> 読解用抜粋:
- - -

<そこだけは他者と共有できない「内なる時間」の絶対性>
1 「不在の女」と「常在の女」の間で浮遊する男の軽走感
「手紙を送ります。君に書いた手紙だからです。“親愛なるクォン。ソウル行きの機内にいる。すぐ会いに行くよ。機体が降下を始め、窓越しにはっきり地上が見える。空の光がとても美しい。たとえ会えなくても、受け入れてくれなくても、来なければと。会えば、分ってもらえると思う。君ほど素晴らしい人は他にいない。今、それが分る。元気で幸せだといい。モリより”」
かくて、2週間の予定でソウルにやって来たモリは、クォンの部屋の近くのゲストハウスを見つけ、そこをクォンを探す拠点にする。
そのゲストハウスは、「北村韓屋村」(ブッチョンハノクマウル)にある韓国伝統家屋を体験できる「ヒュアンゲストハウス」。(このことは、のちに知り合うチ・グアンヒョンとの会話で判然とする)
クォンが好きだったカフェ・「自由が丘」に立ち寄り、そこで元女優のオーナー・ヨンソンと知り合うに至る。
季節は夏。
日本ほど湿度が高くないが、30℃を越える日々が続くソウルの夏は暑い。
ともあれ、モリからの手紙を語学学校で受け取り、それを読み始めたところで、体調が優れないクォンが立ちくらみを覚え、階段に手紙を落としてしまう。
バラバラになったその手紙をクォンはクォンは拾い上げるが、手紙の1枚を拾い忘れてしまうのだ。

- - -

> 元データ:
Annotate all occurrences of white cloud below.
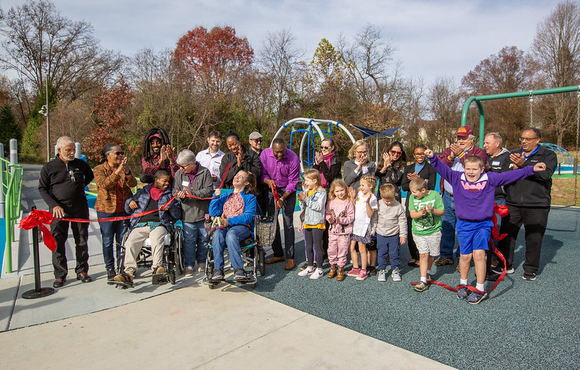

- - -

> 指示事項:
1/ モリとクォンをめぐる抜粋について、次の問いに答えること。
(a) モリがソウルに滞在する予定の期間はどれだけか。
(b) モリが拠点としたゲストハウスの名称は何か。
(c) カフェ「自由が丘」のオーナーの名前と前職は何か。
2/ モリとクォンをめぐる抜粋に名前が登場する人物をすべて列挙すること。
3/ モリとクォンをめぐる抜粋を、最後の文の後から書き継ぐこと。
資料は参照しなくてよい。

> 解答一覧:
1/
(a) 2週間
(b) ヒュアンゲストハウス
(c) ヨンソン、元女優

2/ モリ、クォン、チ・グアンヒョン、ヨンソン

3/
以下、ページの打っていない残りの手紙の内容を、順番に沿って読み上げることができない状況下で提示された映像である。
「まっすぐ帰らず、カフェに寄った。元気を出さないと」
混乱する心理の中で、クォンは手紙を読んでいく。
愛犬を救ったお礼に、モリはヨンソンに夕食を奢られる。
舞台・映画のプロデューサーの恋人(チ・グアンヒョン)を持つヨンソンと、急速に接近していくモリ。
左からモリ、米国人、サンウォン |
米国帰りの男・サンウォン(のちに、ゲストハウスの女主人の親戚であることが分る)とゲストハウスで知り合ったそのモリは、韓国の人気エリアである「経理団」(キョンリダン)に行く途中、サンウォンの友人である韓国語を流暢に話す米国人と、初対面で意気投合する仲になる。
「ドアのメモは残っていた。留守のままなのだ。この方法なら、彼女が戻ればすぐ分る。もう、住んでさえいないかも知れないが」(モリのモノローグ)
次のシーンは、ヨンソンの恋人・チ・グアンヒョンと「自由が丘」で知り合うが、「働けよ」と言われて腹を立て、ケーキに手を付けることなくカフェを出ていくモリのエピソード。
左からヨンソン、チ・グアンヒョン、モリ |
既にヨンソンとのエピソードから、明らかに時系列が前後していることが分明になっている。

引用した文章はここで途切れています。